**Stated exercise**
Write out exactly, with no other output, the lines below from the one that contains "rear window in the photo above." through the end.

[Pointing records]
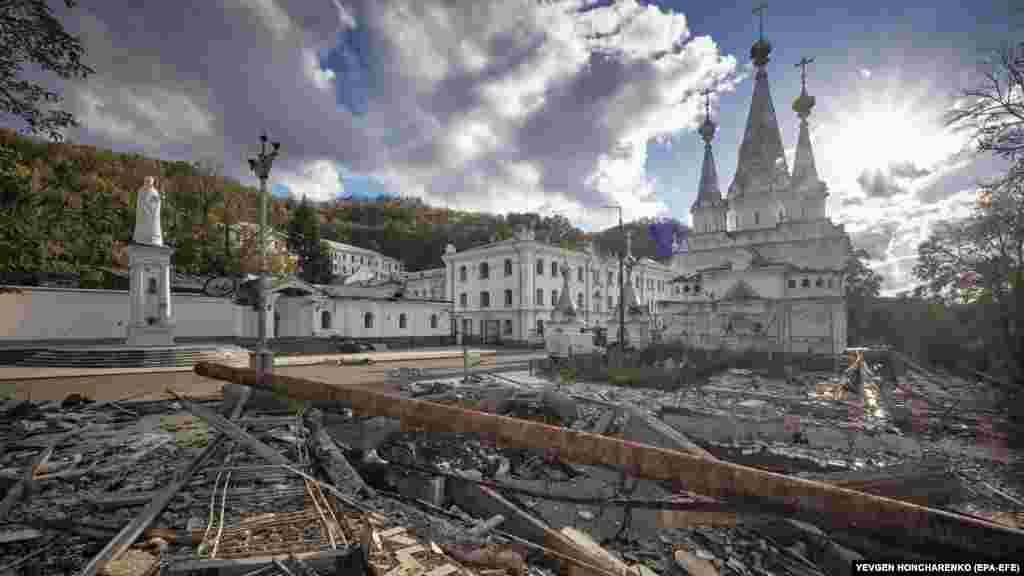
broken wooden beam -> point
(337, 467)
(814, 501)
(644, 428)
(911, 482)
(134, 529)
(483, 501)
(23, 488)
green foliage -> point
(304, 240)
(31, 37)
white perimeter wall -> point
(40, 313)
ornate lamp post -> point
(263, 359)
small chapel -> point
(763, 265)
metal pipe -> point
(944, 532)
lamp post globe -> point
(260, 165)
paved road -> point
(152, 385)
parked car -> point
(348, 345)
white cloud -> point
(271, 14)
(318, 180)
(498, 106)
(322, 78)
(344, 16)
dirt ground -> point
(141, 384)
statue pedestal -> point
(150, 292)
(156, 335)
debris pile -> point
(253, 483)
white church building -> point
(764, 264)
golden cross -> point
(760, 11)
(802, 65)
(707, 94)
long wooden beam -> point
(818, 502)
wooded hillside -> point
(70, 208)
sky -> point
(556, 107)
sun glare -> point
(872, 131)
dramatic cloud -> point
(894, 169)
(498, 106)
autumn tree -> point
(304, 240)
(862, 286)
(32, 37)
(979, 260)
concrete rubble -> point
(255, 483)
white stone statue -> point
(147, 214)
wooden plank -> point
(134, 529)
(950, 533)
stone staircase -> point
(124, 357)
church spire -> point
(804, 170)
(708, 192)
(762, 160)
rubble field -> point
(253, 483)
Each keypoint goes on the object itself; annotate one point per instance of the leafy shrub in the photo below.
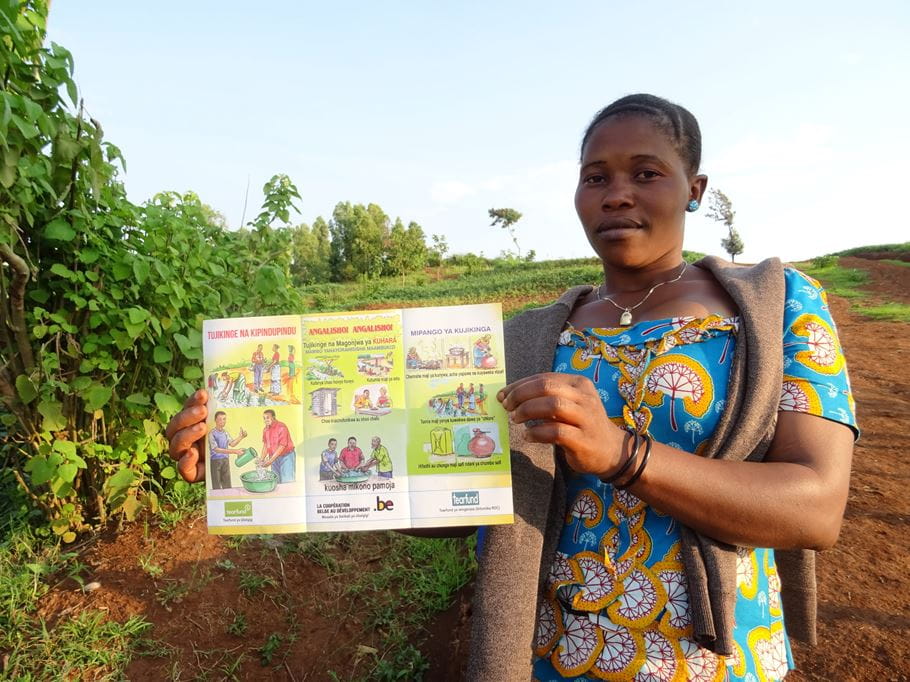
(101, 300)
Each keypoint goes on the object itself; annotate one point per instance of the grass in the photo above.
(891, 311)
(397, 582)
(253, 584)
(84, 646)
(903, 248)
(417, 578)
(848, 283)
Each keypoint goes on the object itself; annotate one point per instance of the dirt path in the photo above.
(196, 591)
(864, 581)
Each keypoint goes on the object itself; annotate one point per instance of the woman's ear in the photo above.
(697, 187)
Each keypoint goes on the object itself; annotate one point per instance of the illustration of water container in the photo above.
(246, 457)
(441, 442)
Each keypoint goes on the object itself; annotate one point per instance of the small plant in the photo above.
(231, 669)
(252, 583)
(268, 650)
(147, 564)
(172, 592)
(238, 625)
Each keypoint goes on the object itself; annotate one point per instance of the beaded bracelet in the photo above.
(636, 446)
(641, 467)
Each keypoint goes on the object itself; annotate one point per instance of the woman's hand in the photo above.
(566, 410)
(186, 434)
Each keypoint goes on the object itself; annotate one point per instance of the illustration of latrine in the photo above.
(324, 402)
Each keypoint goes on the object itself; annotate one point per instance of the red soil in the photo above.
(864, 582)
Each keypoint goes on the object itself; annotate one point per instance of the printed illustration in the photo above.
(372, 400)
(460, 402)
(323, 369)
(390, 413)
(375, 364)
(324, 402)
(452, 352)
(258, 383)
(221, 446)
(477, 441)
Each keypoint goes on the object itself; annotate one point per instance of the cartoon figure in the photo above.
(483, 356)
(258, 364)
(329, 464)
(278, 448)
(379, 458)
(362, 401)
(292, 373)
(352, 456)
(275, 372)
(240, 392)
(223, 386)
(220, 446)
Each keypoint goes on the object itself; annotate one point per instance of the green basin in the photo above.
(254, 485)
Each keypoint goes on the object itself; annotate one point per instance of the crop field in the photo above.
(159, 598)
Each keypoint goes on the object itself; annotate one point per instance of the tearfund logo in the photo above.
(235, 509)
(465, 498)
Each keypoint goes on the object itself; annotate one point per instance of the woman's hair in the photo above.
(677, 123)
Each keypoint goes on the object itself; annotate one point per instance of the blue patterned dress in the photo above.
(617, 605)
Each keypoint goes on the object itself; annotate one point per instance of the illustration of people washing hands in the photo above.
(221, 445)
(330, 464)
(278, 448)
(379, 458)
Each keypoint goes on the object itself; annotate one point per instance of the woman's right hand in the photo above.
(186, 435)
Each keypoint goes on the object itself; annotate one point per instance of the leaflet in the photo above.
(356, 421)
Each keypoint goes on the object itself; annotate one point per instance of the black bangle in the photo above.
(628, 463)
(641, 467)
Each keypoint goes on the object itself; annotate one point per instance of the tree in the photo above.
(438, 252)
(506, 219)
(720, 208)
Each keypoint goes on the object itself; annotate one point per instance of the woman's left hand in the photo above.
(566, 410)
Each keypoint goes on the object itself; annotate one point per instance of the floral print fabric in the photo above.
(616, 606)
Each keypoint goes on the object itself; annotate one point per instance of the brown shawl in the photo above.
(517, 557)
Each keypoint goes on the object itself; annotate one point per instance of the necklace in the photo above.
(625, 319)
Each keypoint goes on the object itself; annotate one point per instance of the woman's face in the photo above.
(632, 192)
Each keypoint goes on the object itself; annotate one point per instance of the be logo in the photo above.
(386, 505)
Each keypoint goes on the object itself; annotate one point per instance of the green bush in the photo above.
(101, 300)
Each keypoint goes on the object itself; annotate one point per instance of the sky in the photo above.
(440, 111)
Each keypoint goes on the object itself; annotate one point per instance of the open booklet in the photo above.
(356, 421)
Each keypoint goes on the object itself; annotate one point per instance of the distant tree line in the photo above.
(358, 242)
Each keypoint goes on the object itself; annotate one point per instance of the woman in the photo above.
(649, 566)
(664, 435)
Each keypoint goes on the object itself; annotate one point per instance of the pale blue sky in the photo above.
(439, 113)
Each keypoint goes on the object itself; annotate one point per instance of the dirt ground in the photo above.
(863, 583)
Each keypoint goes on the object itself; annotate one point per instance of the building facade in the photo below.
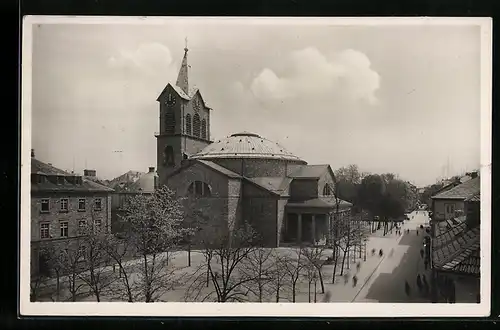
(62, 204)
(243, 178)
(455, 244)
(127, 186)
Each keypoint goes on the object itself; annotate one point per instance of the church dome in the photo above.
(245, 145)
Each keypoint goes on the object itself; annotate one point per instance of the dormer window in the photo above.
(327, 190)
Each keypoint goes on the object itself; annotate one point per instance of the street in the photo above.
(388, 282)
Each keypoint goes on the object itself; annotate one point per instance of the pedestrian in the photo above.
(346, 278)
(407, 288)
(419, 283)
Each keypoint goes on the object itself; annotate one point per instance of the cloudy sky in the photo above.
(401, 99)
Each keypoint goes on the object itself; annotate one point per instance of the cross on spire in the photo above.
(182, 78)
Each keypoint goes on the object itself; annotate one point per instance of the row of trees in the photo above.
(133, 268)
(139, 265)
(384, 196)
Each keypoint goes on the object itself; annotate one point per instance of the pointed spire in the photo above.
(182, 78)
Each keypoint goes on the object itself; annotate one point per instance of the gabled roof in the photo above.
(457, 250)
(462, 191)
(474, 198)
(278, 185)
(308, 171)
(40, 167)
(321, 202)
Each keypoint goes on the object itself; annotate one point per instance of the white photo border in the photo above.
(171, 309)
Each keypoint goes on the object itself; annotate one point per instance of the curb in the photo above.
(374, 270)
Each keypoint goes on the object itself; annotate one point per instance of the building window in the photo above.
(44, 230)
(45, 207)
(97, 204)
(81, 204)
(64, 229)
(188, 124)
(97, 225)
(196, 125)
(204, 129)
(64, 205)
(82, 224)
(170, 121)
(82, 253)
(199, 189)
(327, 190)
(169, 156)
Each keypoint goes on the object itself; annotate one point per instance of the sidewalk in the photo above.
(340, 292)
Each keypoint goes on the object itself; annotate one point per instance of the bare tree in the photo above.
(96, 275)
(225, 250)
(155, 229)
(72, 256)
(315, 258)
(119, 251)
(259, 267)
(280, 283)
(293, 264)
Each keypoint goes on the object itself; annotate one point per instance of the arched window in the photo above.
(327, 190)
(169, 156)
(196, 125)
(188, 124)
(199, 189)
(169, 121)
(204, 129)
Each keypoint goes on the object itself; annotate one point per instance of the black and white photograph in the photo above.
(255, 166)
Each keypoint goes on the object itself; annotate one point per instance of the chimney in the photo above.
(91, 173)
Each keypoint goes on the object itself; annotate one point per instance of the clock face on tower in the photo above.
(170, 100)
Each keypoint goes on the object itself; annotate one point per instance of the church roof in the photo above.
(278, 185)
(245, 145)
(307, 171)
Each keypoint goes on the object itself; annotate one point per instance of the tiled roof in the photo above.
(245, 145)
(307, 171)
(146, 183)
(47, 169)
(462, 191)
(319, 203)
(278, 185)
(68, 185)
(475, 198)
(219, 169)
(455, 250)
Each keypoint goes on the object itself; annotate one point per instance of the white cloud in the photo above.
(309, 73)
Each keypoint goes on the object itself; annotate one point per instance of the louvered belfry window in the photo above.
(188, 124)
(169, 121)
(204, 129)
(196, 125)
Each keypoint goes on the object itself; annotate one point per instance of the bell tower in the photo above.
(184, 123)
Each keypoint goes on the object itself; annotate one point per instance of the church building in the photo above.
(243, 177)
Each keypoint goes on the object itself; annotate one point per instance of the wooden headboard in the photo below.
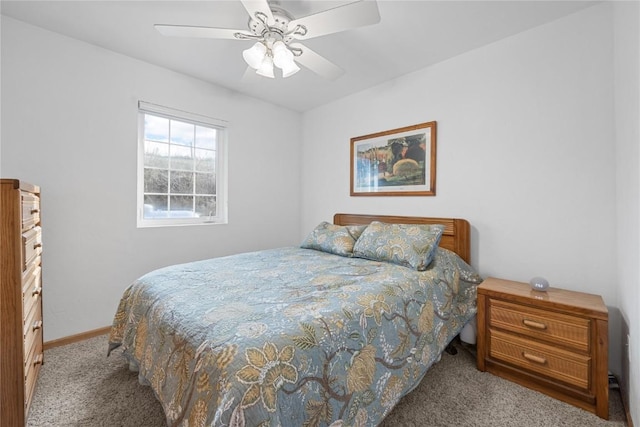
(455, 237)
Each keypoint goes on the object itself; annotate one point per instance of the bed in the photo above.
(334, 332)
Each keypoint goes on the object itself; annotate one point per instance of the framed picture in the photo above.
(398, 162)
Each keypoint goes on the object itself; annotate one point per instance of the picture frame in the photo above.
(397, 162)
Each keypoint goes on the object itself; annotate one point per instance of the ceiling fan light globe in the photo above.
(266, 68)
(255, 55)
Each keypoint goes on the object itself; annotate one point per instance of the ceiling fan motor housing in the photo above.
(272, 31)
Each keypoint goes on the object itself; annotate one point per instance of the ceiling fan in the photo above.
(275, 32)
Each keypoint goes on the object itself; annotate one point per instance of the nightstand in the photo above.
(555, 342)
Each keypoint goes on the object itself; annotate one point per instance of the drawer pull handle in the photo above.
(532, 324)
(536, 359)
(37, 360)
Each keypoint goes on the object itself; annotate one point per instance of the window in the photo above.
(181, 168)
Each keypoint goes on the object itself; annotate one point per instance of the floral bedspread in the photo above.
(290, 336)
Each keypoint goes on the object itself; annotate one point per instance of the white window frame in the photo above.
(221, 165)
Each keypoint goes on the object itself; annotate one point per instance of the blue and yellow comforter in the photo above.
(290, 336)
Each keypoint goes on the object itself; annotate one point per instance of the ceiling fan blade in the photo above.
(202, 32)
(316, 63)
(254, 6)
(342, 18)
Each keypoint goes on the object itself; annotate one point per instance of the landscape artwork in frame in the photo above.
(398, 162)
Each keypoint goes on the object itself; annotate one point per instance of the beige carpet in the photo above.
(80, 386)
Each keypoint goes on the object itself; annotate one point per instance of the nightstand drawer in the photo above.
(558, 328)
(552, 362)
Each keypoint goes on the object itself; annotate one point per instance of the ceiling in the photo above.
(411, 35)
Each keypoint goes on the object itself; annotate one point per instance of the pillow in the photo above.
(410, 245)
(334, 239)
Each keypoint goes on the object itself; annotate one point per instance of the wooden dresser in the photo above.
(555, 341)
(21, 353)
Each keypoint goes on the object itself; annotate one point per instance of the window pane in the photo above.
(156, 128)
(182, 133)
(182, 203)
(206, 205)
(156, 154)
(205, 160)
(206, 138)
(181, 158)
(205, 183)
(155, 206)
(182, 182)
(155, 181)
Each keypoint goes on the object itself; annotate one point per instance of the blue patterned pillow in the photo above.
(410, 245)
(334, 239)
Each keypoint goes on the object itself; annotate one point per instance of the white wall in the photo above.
(626, 26)
(525, 151)
(69, 124)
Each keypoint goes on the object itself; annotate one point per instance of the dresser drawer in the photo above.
(32, 365)
(30, 210)
(32, 324)
(561, 365)
(32, 290)
(562, 329)
(32, 245)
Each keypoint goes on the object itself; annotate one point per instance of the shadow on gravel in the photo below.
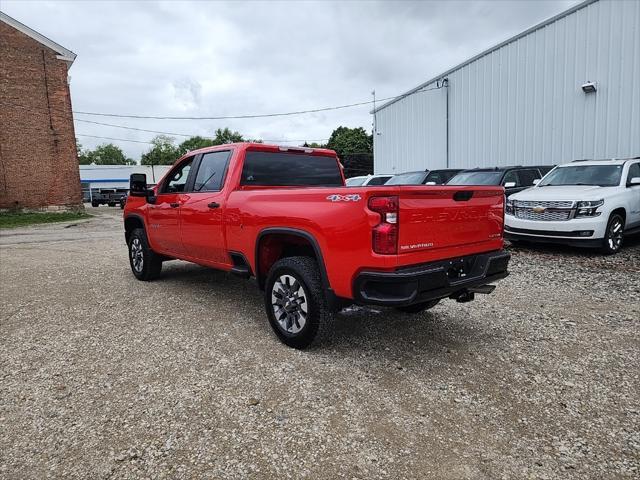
(358, 330)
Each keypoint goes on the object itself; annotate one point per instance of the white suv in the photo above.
(585, 203)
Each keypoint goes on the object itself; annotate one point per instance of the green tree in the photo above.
(227, 136)
(195, 143)
(83, 157)
(162, 152)
(354, 146)
(350, 141)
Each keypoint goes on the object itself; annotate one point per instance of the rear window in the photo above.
(440, 177)
(476, 178)
(411, 178)
(290, 169)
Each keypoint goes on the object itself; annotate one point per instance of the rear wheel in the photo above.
(614, 235)
(145, 263)
(418, 307)
(295, 303)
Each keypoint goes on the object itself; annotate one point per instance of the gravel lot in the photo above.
(103, 376)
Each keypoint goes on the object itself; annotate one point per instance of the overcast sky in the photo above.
(218, 58)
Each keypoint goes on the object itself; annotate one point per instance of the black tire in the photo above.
(151, 263)
(418, 307)
(285, 303)
(614, 235)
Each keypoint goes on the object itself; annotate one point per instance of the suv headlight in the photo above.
(509, 207)
(588, 208)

**Answer**
Each keypoint goes on the object itself; annotate one point per instance of the rear window in the photo above.
(440, 177)
(476, 178)
(411, 178)
(290, 169)
Each keypoint goes on the object itself; annotate one point per instance of the rear wheel in the photo above.
(614, 235)
(145, 263)
(418, 307)
(295, 303)
Each keypoint goes on the object itself; annotate one point per instance of the gravel lot in the photo above.
(103, 376)
Each keypoint goes on the object itself; annotate one point per instance of the overcast sky in the photo above.
(218, 58)
Each keypoint goes on the object itself; annotate one point per instance of the black tire in the photo above.
(151, 263)
(418, 307)
(285, 303)
(614, 235)
Each keypoint goes on the object itself; annotate one point per instance of the suv headlight in the photo above.
(509, 207)
(588, 208)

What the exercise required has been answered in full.